You know I would definitely argue - Shaykh Abdullah Bin Bayyah recently - we were at Al-Azhar - and he gave a talk and argued that four subjects need to be renewed *[76]  – ‘tajdeed’. And he said that the first one was ‘usul ul-fiqh’ which I think in many ways he's done, I mean he wrote this extraordinary books “Sena’atal Fatwa” which is the craft of giving a ‘fatwa’ - showing the methodology. And the second one was ‘furoo ul-fiqh’ which is the branches of jurisprudence. And the third was the need for renewal of tasawwuf as the spiritual component or the inward reality of the Sharia.

 

And I don't think historically there was ever...there was always an understanding of Sharia and Tariqa - that there's an inward road to God and there's an outward road and they have to be traversed at the same time by the same individual. And the final one 02:25:34-8 is the aqidah itself. Many of the ‘aqidah’ the creedal issues that are discussed in madrahsas are absolutely absurd in the light of modern science and even physics. I mean now there are knowledge of modern physics that solves a lot of the early problems that they were discussing. And they were trying to do it. So there needs to be a renewal. On the other hand, it's a work that needs - what Shaykh Abdullah bin Bayyah says - needs a vast knowledge, because it can't be done by pygmies. It really has to be done by people that are really capable and highly qualified to do that.

 

And *[77]  then in terms of the Guardian question about reform and violence…I mean, I would argue - Zbigniew Brzezinski who's quite brilliant – Polish-American - I heard him once in a lecture talk about the response to the Black Nationalist violent movements in the United States of America and he said there was a multi-dimensional approach to that problem. One of them was curtailing the violence which was a criminal justice problem. But he said the other one was addressing the real issues that were creating the violence. And as long as we don't address a lot of these issues… And I’ll just give you one example – I’ve read in so many articles …you know Mortimer Zuckerman or whoever arguing that 'Palestine isn't really an issue blah blah blah it's just an excuse' -  Rubbish.

 

[APPLAUSE]

 

YUSUF: I was just in Morocco which is at the edge of the Arab world - it's the furthest Western Arab country - in Fez, in one of the most traditional cities *[78]  in the Muslim world. The khateeb, who was well into his seventies, he ended his khutbah by praying for Quds, by liberating Quds, by asking God to help the Palestinian people in their oppressed conditions. This is happening all across the Muslim world every Friday. Until people really, seriously address this issue - and the British of all people should be addressing this issue because a lot of the problem stems from early British problems in that area [APPLAUSE]. My country inherited the problems [AUDIENCE LAUGHTER] 02:28:09-1

 

AHMED: and thirdly to Shaykh Hamza - can a Muslim be a neo-conservative and a good Muslim at the same time? 02:28:14-3

 

YUSUF: I you know - a neo-con is like - Con is where we end it in America. You know. And then you could say "por que neo." Why not neo-fascism? Why not just call a spade a spade. So I think it's impossible for somebody to be true to any real humanity in their hearts to follow a completely patently disingenuous political discourse. Really, disingenuous. They can still be a Muslim though [LAUGHTER] . I don't excommunicate. [LAUGHTER] 02:29:06-8

 

RAMADAN: Yes, *[79]  just to go for - I think that once again I think it's a serious discussion about Al-Azhar, like what you said. Because I think that when I went there and I had the chance to go to Azhar and follow the tradition and to go with one to one courses - Shaykh Ali Goma’a and others who were teachers and professors there and ulemma at Al-Azhar - I decided to go for this on a one to one courses with all the scholars. Because I think that there is something that should be come which is still the tradition and the pillars. This is very important. now, once again the methodology - when it comes to the way we are teaching by heart when you repeat. You know, I was within ‘usul ul-fiqh’ for example and we had to repeat all this ‘qawa’id’ [principles]. And you get the knowledge when you know it by heart you are not sure to understand the substance and the critical discussion on this. I think that there is a problem of methodology there is a problem of substance.

→ **Task A**: In the records, starting at the first line and ending at the line containing "0;6;247;188", swap "grassy field" for "open meadow" and give those lines again with nothing else changed. Leave the pictures out.

→ **Listed records**:

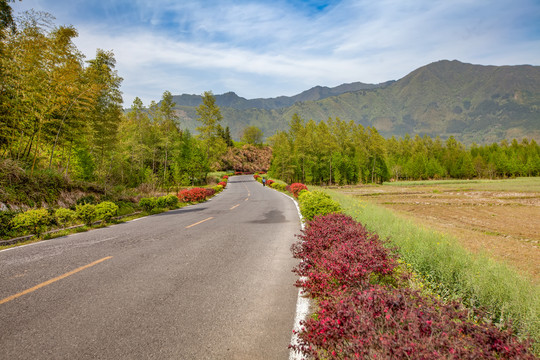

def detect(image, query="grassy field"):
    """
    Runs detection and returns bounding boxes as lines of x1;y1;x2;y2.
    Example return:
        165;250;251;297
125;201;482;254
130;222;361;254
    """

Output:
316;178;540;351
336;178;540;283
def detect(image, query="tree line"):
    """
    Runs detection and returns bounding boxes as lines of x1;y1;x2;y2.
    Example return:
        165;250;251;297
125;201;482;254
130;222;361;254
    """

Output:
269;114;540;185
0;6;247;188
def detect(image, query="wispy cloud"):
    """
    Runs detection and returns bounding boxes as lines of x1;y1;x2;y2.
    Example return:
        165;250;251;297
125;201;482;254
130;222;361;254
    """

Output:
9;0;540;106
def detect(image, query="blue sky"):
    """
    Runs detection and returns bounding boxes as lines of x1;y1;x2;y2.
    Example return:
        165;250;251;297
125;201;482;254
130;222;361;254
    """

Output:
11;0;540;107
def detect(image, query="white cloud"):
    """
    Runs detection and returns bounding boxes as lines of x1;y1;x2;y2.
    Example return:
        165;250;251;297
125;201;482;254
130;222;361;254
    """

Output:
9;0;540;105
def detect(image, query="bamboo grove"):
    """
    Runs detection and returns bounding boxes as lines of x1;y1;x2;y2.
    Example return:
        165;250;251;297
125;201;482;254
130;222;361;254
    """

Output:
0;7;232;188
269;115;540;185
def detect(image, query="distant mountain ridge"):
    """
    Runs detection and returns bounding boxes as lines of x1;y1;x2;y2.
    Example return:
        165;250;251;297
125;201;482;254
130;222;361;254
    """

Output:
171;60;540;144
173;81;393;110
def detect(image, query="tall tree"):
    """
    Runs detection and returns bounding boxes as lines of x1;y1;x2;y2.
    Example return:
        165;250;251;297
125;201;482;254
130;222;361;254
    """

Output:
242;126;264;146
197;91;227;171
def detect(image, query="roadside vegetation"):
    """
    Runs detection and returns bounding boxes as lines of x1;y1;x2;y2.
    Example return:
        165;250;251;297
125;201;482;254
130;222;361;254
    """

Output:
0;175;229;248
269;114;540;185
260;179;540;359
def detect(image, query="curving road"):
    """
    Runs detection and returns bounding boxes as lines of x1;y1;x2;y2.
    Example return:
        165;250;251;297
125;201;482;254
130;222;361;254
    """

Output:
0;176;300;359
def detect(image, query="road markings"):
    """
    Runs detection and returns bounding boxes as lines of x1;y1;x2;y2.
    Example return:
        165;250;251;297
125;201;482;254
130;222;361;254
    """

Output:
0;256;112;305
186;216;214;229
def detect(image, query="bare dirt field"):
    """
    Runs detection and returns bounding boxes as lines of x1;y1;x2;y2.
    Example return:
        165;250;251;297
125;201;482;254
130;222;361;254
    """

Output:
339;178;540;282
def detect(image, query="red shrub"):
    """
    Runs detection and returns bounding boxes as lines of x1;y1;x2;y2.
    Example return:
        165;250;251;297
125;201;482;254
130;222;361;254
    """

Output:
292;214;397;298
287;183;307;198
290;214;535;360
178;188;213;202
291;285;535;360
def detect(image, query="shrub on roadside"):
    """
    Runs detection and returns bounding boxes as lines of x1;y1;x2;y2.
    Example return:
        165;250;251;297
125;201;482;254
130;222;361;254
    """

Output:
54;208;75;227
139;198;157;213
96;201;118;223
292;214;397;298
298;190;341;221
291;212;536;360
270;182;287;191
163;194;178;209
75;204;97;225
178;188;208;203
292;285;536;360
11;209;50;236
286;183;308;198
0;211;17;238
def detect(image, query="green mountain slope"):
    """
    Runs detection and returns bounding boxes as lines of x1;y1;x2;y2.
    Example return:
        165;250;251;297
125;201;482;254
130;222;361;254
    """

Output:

→ **Task B**: From the transcript, copy the passage starting at "You know I would" and ending at "of the Sharia.".

→ **Worked solution A**:
def detect(image, query="open meadow"):
    """
    Runs detection and returns bounding boxes as lines of x1;y1;x2;y2.
    Example return:
        165;250;251;297
125;201;482;254
130;222;361;254
    """

Output:
316;178;540;351
336;178;540;283
def detect(image, query="tree line"):
    """
    Runs detection and returns bounding boxes as lines of x1;y1;x2;y2.
    Example return:
        165;250;251;297
125;201;482;254
130;222;361;254
    """

Output:
269;114;540;185
0;6;247;188

→ **Worked solution B**:
You know I would definitely argue - Shaykh Abdullah Bin Bayyah recently - we were at Al-Azhar - and he gave a talk and argued that four subjects need to be renewed *[76]  – ‘tajdeed’. And he said that the first one was ‘usul ul-fiqh’ which I think in many ways he's done, I mean he wrote this extraordinary books “Sena’atal Fatwa” which is the craft of giving a ‘fatwa’ - showing the methodology. And the second one was ‘furoo ul-fiqh’ which is the branches of jurisprudence. And the third was the need for renewal of tasawwuf as the spiritual component or the inward reality of the Sharia.